WHAT YOU NEED TO DO: Please copy the data below line for line, changing nothing.

Bounding-box records

***

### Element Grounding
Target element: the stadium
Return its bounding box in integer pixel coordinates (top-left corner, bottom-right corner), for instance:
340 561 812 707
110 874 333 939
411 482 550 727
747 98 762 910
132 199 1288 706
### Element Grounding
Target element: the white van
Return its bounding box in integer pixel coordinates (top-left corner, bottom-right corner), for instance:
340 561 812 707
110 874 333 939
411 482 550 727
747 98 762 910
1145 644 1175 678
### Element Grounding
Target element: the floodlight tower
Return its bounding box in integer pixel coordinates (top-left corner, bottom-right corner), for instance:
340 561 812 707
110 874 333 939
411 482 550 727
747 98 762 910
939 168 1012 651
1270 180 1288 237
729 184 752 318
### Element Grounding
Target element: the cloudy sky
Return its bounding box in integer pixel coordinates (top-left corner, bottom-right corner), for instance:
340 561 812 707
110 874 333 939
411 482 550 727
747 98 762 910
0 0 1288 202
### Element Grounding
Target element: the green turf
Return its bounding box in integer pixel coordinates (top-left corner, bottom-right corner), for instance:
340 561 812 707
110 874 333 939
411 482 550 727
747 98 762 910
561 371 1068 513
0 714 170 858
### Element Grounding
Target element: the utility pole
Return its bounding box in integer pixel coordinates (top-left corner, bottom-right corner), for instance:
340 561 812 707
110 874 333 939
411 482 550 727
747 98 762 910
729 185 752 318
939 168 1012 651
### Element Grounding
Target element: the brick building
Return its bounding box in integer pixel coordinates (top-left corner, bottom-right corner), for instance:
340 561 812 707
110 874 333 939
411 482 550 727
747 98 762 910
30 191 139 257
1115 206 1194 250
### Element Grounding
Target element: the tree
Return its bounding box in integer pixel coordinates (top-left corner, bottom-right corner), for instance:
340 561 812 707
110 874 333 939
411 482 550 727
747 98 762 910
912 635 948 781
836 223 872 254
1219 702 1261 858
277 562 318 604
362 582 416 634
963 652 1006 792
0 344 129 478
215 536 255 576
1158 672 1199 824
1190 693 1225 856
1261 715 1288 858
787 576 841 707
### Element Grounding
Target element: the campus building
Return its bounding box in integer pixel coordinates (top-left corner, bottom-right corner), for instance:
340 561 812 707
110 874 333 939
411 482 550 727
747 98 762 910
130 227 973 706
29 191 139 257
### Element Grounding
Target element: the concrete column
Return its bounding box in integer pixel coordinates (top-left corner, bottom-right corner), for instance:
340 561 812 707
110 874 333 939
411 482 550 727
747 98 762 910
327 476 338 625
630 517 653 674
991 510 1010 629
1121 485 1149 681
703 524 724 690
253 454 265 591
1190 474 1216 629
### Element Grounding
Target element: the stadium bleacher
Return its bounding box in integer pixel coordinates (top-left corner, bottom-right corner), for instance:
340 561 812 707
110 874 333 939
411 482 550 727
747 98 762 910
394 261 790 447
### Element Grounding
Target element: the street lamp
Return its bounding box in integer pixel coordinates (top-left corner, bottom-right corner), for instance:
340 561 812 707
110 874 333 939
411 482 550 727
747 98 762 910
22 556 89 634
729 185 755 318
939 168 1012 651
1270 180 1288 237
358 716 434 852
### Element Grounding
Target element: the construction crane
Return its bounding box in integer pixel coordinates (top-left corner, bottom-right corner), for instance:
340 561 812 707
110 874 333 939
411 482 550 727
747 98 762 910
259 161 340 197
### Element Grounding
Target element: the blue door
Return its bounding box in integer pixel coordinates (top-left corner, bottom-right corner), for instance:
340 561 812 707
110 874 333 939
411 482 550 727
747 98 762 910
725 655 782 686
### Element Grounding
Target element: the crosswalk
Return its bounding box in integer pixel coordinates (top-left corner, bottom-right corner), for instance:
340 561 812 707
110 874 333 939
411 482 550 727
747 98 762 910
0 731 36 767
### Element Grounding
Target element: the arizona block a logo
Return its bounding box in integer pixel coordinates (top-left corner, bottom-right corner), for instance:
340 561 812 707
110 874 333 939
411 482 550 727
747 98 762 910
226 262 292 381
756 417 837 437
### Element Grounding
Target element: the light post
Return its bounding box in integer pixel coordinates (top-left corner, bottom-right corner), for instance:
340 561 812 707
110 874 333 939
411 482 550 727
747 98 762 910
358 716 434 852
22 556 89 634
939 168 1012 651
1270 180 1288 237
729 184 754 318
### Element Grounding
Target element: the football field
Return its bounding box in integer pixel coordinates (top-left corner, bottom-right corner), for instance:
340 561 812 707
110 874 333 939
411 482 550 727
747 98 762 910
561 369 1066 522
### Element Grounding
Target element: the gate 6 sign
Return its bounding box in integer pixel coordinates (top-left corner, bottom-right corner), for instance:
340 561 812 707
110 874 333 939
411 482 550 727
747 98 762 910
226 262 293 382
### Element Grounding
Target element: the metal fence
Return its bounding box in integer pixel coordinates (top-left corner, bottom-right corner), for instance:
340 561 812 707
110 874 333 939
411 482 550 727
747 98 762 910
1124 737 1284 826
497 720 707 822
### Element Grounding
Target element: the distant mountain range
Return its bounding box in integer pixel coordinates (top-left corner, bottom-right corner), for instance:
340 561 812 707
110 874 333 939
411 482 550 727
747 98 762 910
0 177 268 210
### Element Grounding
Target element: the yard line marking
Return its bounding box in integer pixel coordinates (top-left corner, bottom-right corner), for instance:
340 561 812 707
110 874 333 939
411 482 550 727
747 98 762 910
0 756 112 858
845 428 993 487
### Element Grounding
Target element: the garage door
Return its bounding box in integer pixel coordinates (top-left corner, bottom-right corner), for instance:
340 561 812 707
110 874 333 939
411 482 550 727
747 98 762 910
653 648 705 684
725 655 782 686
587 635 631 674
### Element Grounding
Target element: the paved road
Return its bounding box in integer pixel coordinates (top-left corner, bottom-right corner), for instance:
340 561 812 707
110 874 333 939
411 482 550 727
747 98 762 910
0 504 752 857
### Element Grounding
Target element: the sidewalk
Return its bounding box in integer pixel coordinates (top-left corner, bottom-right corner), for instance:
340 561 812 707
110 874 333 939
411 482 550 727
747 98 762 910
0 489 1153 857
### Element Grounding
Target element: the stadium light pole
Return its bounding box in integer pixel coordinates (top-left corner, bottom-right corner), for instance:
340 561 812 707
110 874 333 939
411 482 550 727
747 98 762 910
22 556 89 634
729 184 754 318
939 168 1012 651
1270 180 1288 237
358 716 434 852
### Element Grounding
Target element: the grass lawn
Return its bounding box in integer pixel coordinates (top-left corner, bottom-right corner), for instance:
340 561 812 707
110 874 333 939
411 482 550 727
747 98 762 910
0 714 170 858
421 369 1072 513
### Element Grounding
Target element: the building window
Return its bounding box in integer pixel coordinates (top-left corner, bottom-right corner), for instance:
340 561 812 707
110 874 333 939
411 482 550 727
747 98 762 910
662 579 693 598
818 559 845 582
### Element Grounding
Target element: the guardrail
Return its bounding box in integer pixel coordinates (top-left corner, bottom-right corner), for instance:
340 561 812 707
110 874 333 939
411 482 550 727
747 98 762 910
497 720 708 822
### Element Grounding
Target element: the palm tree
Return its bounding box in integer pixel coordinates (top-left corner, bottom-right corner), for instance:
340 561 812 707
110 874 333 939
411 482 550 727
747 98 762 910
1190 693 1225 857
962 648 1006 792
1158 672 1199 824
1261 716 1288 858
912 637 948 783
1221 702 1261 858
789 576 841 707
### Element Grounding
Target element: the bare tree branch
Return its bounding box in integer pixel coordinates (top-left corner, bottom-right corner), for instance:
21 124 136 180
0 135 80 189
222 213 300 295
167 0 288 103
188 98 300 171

***

RESULT OF THE EXERCISE:
### Element Grounding
Target element: the stadium
Return its bounding box in integer pixel coordinates (top-left corner, bottom-right corner), for instance:
340 561 812 707
110 874 333 939
411 482 550 727
747 98 762 910
132 199 1288 706
### Element Grounding
Target element: the white van
Return its bounding box in integer pixel coordinates (top-left corner, bottom-right corner), for instance:
340 561 812 707
110 874 333 939
411 482 550 727
747 98 762 910
1145 644 1175 678
### Element Grounding
Target element: the floodlight tower
Return its bounding box in integer pixel coordinates (top-left corner, bottom-right corner), for instance:
340 561 812 707
110 874 333 939
411 482 550 727
747 98 762 910
939 168 1012 651
1270 180 1288 237
729 184 752 318
### Element Grounding
Target element: the cloudy sky
Return its bounding box in integer pixel coordinates (top-left corner, bottom-right corner), for instance:
340 561 812 707
110 874 333 939
411 482 550 727
747 98 762 910
0 0 1288 202
### Element Grounding
Target element: the green turf
Return its bounding box in integer pixel coordinates (top-left corner, bottom-right corner), for instance:
340 561 812 707
110 874 333 939
411 482 550 727
747 98 762 910
561 371 1068 513
0 714 170 858
### Element Grounding
Target element: the utility pole
Return its bounding box in integer pixel coordinates (top-left corner, bottom-right corner), for instance:
340 561 812 707
110 874 333 939
411 482 550 727
747 98 762 910
729 185 752 318
939 168 1012 651
### Element Grounding
Target element: the brick building
Return its bounding box in integer pixel coordinates (top-left corner, bottom-right corner), for instance:
340 561 812 707
110 874 333 939
411 482 550 727
747 98 762 910
30 191 139 257
1115 206 1194 250
### Element Grounding
Target element: the tree
Return its bounding box in integer pixel coordinates (top-left corner, bottom-right corner), for instance:
340 561 812 707
110 874 333 939
411 482 550 727
747 98 762 910
912 635 948 781
836 223 872 254
1219 702 1261 858
277 562 318 604
362 582 416 634
963 652 1006 792
0 344 129 478
215 536 255 576
1158 672 1199 824
1190 693 1225 856
1261 715 1288 858
787 576 841 707
### Element Grounding
Target element: the campus building
Return its bounding box in integer pixel coordinates (top-left corner, bottom-right corner), for instance:
340 561 812 707
110 874 333 939
411 482 550 727
747 98 762 910
130 227 973 706
29 191 139 257
### Element Grounding
Target element: the concrete column
Return its bounding box in integer pixel coordinates (top-left corner, bottom-right corner), for instance:
340 561 812 707
110 874 333 939
411 482 550 727
747 98 762 910
327 476 338 625
630 517 653 674
991 510 1010 629
1121 485 1149 681
703 524 724 690
253 454 265 591
1190 474 1216 629
### Element Grounding
Target element: the stadium bleacher
Return its bounding box in integer pixel coordinates (top-left corner, bottom-right corner), for instance:
340 561 812 707
110 874 333 939
411 482 550 727
747 98 762 910
394 261 790 447
### Element Grounding
Target element: the street lamp
Return its bounding box in integer pixel coordinates (top-left corner, bottom-right corner), for instance:
340 561 812 707
110 874 333 939
411 482 550 727
747 98 762 910
22 556 89 634
729 185 755 318
939 168 1012 651
1270 180 1288 237
358 716 434 852
### Element Grounding
Target element: the construction crane
Return its bounding box in integer pixel coordinates (top-left corner, bottom-right corner), for instance:
340 561 812 707
110 874 333 939
411 482 550 727
747 98 762 910
259 161 340 197
### Element Grounding
Target element: the blue door
Return its bounding box in integer pixel coordinates (top-left corner, bottom-right corner), for instance:
340 561 812 707
110 874 333 939
411 482 550 727
747 98 762 910
725 655 782 686
### Element Grounding
Target element: the crosswalk
Return its bounding box in integer pixel coordinates (top-left corner, bottom-right corner), for instance:
340 561 812 707
110 874 333 939
411 482 550 727
747 98 762 910
0 731 36 767
### Element Grounding
Target element: the arizona block a logo
Return its bounding box in integer pixel coordinates (top-left corner, bottom-right corner), for instance:
340 561 812 707
110 874 333 939
411 482 550 727
747 98 762 910
226 262 292 381
756 417 837 437
### Element Grounding
Target element: the light post
Return its bounding box in integer pixel coordinates (top-left corner, bottom-right corner), for instance:
340 561 812 707
110 874 333 939
411 482 550 727
747 98 762 910
358 716 434 852
22 556 89 634
939 168 1012 651
1270 180 1288 237
729 184 754 318
### Element Grounding
Target element: the football field
Return its bounding box in integer pixel coordinates (top-left corner, bottom-right corner), for instance:
340 561 812 707
110 874 333 939
411 482 550 727
747 98 762 910
561 369 1066 522
### Element Grounding
Target element: the gate 6 sign
Return its bounding box in integer pixel coordinates (top-left corner, bottom-right corner), for instance:
340 561 812 707
110 874 333 939
411 482 550 727
747 98 762 910
226 262 293 382
### Element Grounding
Target element: the metal fence
Return its bounding box in integer pixel coordinates (top-left corner, bottom-right corner), for instance:
340 561 812 707
110 874 333 939
411 482 550 727
747 98 762 910
1124 737 1284 826
497 720 707 822
### Element Grounding
Target element: the distant mountain range
Return its bounding box in integer pixel coordinates (top-left corner, bottom-right corner), for instance:
340 561 812 707
110 874 333 939
411 482 550 727
747 98 762 910
0 177 268 210
### Element Grounding
Target element: the yard line marking
Return its bounding box in integer pixel coordinates (top-left corner, bottom-right corner), for instance:
340 561 812 707
110 874 333 939
411 482 550 727
747 98 762 910
0 756 112 858
845 428 993 487
### Element Grounding
Target element: the garage door
Return its bounding box in integer pixel coordinates (top-left corner, bottom-right corner), for instance:
340 561 812 707
110 874 333 939
411 482 550 727
747 98 762 910
653 648 705 684
725 655 782 686
587 635 631 674
### Element Grounding
Target element: the paved road
Return its bounding box in integer pixel coordinates (top-left corner, bottom-right corner), for instance:
340 561 812 707
110 874 333 939
411 482 550 727
747 98 762 910
0 504 752 857
### Element Grounding
Target element: the sidewalk
Return its bounding box in integer pixel coordinates (top-left corner, bottom-right corner), for instance:
340 561 812 707
110 874 333 939
411 482 550 727
747 98 762 910
0 489 1153 857
### Element Grounding
Target element: the stadium light pole
Return its bounding box in integer pixel coordinates (top-left corner, bottom-right corner), for instance:
340 561 812 707
110 874 333 939
411 482 550 727
747 98 762 910
22 556 89 634
729 184 754 318
939 168 1012 651
1270 180 1288 237
358 716 434 852
### Element Grounding
Target element: the grass lawn
Return its bounding box in integer pixel coordinates (top-left corner, bottom-right corner), for instance:
340 561 812 707
110 874 333 939
411 482 550 727
747 98 762 910
0 714 170 858
421 369 1072 513
### Element Grounding
Target element: the building window
Return its bounding box in integer pixel coordinates (top-left corner, bottom-right corner), for instance:
340 561 812 707
110 874 333 939
411 482 550 727
747 98 762 910
662 579 693 598
818 559 845 582
### Element Grounding
Target element: the guardrail
Return its bounding box in integer pixel coordinates (top-left corner, bottom-right corner), for instance:
340 561 812 707
110 874 333 939
411 482 550 727
747 98 762 910
497 720 708 822
### Element Grounding
Target element: the palm tree
Return its bounding box in integer pixel coordinates (top-left corner, bottom-right corner), for instance:
340 561 812 707
110 874 333 939
411 482 550 727
747 98 762 910
1190 693 1225 857
962 648 1006 792
1158 672 1199 824
1261 716 1288 858
912 637 948 783
1221 702 1261 858
789 576 841 707
### Element Grounding
Target element: the bare tree branch
Return its bounding box in integer pixel coordinates (top-left corner, bottom-right corner), for instance:
21 124 136 180
0 135 80 189
222 213 300 295
167 0 288 103
188 98 300 171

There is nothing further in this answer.